Named object pointing items:
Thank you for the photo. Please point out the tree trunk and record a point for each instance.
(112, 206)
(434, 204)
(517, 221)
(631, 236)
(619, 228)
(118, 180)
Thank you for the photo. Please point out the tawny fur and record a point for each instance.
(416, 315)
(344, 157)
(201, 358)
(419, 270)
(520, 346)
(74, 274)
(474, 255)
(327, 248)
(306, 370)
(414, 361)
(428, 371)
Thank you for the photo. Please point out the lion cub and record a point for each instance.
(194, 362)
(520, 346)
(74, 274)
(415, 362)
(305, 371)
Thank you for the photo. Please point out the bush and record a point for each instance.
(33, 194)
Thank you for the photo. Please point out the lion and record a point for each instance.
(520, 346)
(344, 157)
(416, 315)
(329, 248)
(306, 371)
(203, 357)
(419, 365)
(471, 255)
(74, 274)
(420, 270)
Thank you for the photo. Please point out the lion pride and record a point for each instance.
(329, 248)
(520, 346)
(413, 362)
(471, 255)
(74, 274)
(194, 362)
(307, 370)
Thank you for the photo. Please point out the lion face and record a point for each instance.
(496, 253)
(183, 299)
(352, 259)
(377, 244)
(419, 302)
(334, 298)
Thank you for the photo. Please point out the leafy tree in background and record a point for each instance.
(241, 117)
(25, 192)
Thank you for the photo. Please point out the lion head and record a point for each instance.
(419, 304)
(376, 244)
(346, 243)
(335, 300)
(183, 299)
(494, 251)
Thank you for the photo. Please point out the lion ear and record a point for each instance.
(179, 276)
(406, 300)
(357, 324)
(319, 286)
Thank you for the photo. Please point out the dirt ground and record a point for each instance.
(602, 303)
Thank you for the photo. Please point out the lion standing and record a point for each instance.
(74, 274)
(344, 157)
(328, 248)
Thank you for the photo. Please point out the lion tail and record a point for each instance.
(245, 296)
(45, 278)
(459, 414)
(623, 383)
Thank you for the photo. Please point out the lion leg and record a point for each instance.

Objective – Reproduce all the items above with every "point out" changed to "indicate" and nothing else altered.

Solved problem –
Thank you for the photo. Please indicate the tree trunk and record a point for each instance.
(112, 206)
(434, 204)
(517, 221)
(631, 236)
(619, 228)
(118, 180)
Thank you for the photo. Please indicate the tawny fur and record a point for each instance.
(416, 315)
(344, 157)
(201, 358)
(419, 270)
(520, 346)
(74, 274)
(474, 255)
(327, 248)
(306, 370)
(414, 361)
(428, 371)
Thank you for the photo. Please indicate the lion cub and record a point for each instance.
(194, 362)
(520, 346)
(74, 274)
(415, 362)
(305, 371)
Thank you for the photo. Please indicate the bush and record a point for each instance.
(33, 194)
Thank you for the photo. Please indicate the lion and record a point for each instance.
(520, 346)
(344, 157)
(416, 315)
(329, 248)
(306, 371)
(203, 357)
(419, 365)
(471, 255)
(74, 274)
(420, 270)
Thank you for the photo. Please indicate the lion pride and record a point for each instance.
(329, 248)
(520, 346)
(413, 362)
(471, 255)
(74, 274)
(194, 362)
(307, 370)
Thank you for the photo. Please indicate the lion face and record a point for each instance.
(496, 253)
(183, 299)
(352, 259)
(377, 244)
(419, 302)
(334, 298)
Thank you for the photo. Please indicate the leafy tree in background and record a point for each instance.
(241, 117)
(25, 192)
Thank you for the photo. Please indicate the lion head and record a point for each instance.
(419, 304)
(376, 244)
(346, 243)
(335, 300)
(183, 299)
(494, 251)
Thank you for the photo. Please indicate the lion ear and record a point for each instance.
(179, 276)
(406, 300)
(357, 324)
(319, 286)
Thank you for the photo. Please indicate the dirt ground and record a point for each instance.
(602, 303)
Thank you for the photo. Please indicate the lion standing and record a point for each instance.
(74, 274)
(344, 157)
(328, 248)
Thank you for the photo. Please indicate the lion tail and record a point for each instance.
(245, 296)
(45, 278)
(459, 414)
(623, 383)
Thank you for the photo. Please indicate the lion leg and record a point for each instance.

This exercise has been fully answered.